* _EXERCISE AIM_:
Which lines of the listing below contain the word "wooden"? Locate each one and copy it in full.

Position identification records
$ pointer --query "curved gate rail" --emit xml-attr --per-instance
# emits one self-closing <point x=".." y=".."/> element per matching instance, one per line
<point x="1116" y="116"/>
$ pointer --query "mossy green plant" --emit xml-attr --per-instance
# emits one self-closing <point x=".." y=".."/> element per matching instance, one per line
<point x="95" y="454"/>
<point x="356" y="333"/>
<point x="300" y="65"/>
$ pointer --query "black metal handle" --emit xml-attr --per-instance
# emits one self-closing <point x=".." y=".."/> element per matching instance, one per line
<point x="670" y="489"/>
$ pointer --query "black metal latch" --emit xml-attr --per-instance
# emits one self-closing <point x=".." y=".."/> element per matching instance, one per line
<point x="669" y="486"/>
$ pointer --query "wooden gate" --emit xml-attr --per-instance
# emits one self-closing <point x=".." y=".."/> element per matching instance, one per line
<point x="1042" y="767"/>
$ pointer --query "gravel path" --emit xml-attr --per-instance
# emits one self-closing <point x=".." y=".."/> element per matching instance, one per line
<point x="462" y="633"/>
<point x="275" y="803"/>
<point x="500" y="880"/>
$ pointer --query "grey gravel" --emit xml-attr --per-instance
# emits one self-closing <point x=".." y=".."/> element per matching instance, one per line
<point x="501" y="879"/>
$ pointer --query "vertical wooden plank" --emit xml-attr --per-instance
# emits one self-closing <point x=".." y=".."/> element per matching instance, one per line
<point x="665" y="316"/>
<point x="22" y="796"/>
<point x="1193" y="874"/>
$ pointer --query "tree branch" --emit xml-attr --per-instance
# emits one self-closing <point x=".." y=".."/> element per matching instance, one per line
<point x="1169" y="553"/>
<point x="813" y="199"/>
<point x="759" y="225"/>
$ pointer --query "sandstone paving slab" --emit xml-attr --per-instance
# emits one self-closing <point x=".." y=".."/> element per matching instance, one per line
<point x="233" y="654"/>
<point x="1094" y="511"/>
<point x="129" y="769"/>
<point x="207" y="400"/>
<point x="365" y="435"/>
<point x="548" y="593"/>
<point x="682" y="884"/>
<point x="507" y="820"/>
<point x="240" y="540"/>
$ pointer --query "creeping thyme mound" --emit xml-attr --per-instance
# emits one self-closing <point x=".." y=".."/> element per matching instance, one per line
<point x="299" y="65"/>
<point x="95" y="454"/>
...
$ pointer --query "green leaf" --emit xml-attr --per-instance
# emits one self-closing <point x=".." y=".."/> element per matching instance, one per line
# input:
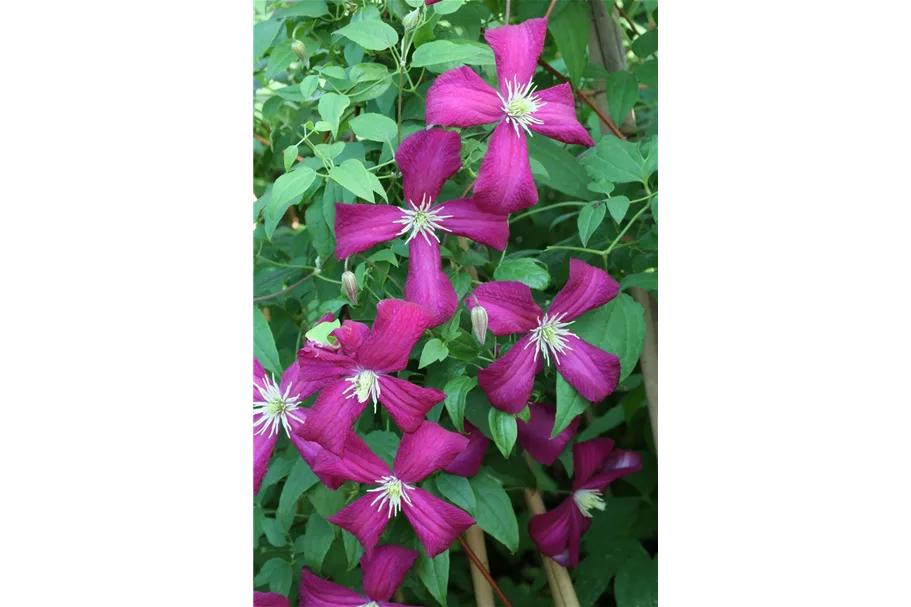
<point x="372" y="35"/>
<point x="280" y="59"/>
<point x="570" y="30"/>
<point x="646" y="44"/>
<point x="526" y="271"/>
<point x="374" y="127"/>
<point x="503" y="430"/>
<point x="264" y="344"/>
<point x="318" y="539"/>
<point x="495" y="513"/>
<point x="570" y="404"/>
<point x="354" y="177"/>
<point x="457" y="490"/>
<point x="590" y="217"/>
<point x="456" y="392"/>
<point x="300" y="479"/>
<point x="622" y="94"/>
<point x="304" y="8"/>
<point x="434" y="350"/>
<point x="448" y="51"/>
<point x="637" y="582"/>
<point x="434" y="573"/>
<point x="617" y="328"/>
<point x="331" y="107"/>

* _SOLUTION_:
$ pointer --query "wooden gate" --emit xml-attr --per-instance
$ pointer --query "vertical wooden plank" --emit xml-attr --per-instance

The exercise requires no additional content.